* _Input data_

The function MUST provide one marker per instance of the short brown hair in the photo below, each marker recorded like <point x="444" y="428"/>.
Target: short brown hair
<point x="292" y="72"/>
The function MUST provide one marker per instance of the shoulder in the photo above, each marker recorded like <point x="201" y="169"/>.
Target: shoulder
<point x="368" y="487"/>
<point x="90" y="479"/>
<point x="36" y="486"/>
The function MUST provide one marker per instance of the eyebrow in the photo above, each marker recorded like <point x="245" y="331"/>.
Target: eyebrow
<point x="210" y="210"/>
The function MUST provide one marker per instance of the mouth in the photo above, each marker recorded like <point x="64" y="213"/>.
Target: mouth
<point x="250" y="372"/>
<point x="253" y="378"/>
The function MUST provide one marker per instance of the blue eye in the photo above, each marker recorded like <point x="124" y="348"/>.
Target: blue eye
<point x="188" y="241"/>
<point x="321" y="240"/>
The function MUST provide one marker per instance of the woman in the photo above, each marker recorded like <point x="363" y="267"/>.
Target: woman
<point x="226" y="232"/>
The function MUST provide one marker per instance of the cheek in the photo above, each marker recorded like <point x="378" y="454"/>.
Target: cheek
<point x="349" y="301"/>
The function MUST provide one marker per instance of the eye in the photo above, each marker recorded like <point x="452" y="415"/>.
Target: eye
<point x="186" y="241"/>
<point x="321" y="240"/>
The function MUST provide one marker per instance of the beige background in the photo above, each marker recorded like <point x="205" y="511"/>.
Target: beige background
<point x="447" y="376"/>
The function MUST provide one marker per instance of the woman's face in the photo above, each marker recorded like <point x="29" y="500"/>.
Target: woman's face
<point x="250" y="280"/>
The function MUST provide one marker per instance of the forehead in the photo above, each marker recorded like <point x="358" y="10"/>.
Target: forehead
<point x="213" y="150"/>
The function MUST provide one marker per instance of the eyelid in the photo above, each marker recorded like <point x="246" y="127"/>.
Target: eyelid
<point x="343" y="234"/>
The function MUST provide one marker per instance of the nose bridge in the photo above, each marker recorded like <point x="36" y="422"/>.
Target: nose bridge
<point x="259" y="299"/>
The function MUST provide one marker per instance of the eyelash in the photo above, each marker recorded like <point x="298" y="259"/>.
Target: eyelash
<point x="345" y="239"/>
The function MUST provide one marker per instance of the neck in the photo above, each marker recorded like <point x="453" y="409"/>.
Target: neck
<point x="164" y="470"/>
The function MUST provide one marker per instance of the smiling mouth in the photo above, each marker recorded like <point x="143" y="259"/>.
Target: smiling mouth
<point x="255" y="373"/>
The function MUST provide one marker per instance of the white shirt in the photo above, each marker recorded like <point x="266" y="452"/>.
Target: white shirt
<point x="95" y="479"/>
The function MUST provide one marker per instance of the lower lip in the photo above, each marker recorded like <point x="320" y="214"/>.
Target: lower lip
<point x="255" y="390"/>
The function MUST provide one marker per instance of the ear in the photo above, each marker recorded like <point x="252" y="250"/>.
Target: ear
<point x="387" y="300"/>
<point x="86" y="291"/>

* _What you have to do_
Lay out the data from the line containing "The function MUST provide one marker per instance of the smiling" through the end of the data as a two-column CSV with the headers instruction and answer, one row per instruction. Put each field in double quotes and replace its line breaks with spaces.

* _Task output_
instruction,answer
"The function MUST provide one marker per instance of the smiling mouth in the photo above, each marker recorded like <point x=""143"" y=""259""/>. Target: smiling mouth","<point x=""255"" y=""373""/>"
"The function MUST provide one marker per instance of the white shirt in the photo above, each marker recorded like <point x=""266"" y=""452""/>. Target: white shirt","<point x=""95"" y=""479""/>"
"The function MUST provide one marker per instance of the lower lip in the photo above, each marker recorded like <point x=""320"" y=""214""/>. Target: lower lip","<point x=""255"" y=""390""/>"
"The function MUST provide one marker per instance of the ear in the photo above, each marker recorded like <point x=""252"" y=""250""/>. Target: ear","<point x=""387"" y=""300""/> <point x=""86"" y=""291""/>"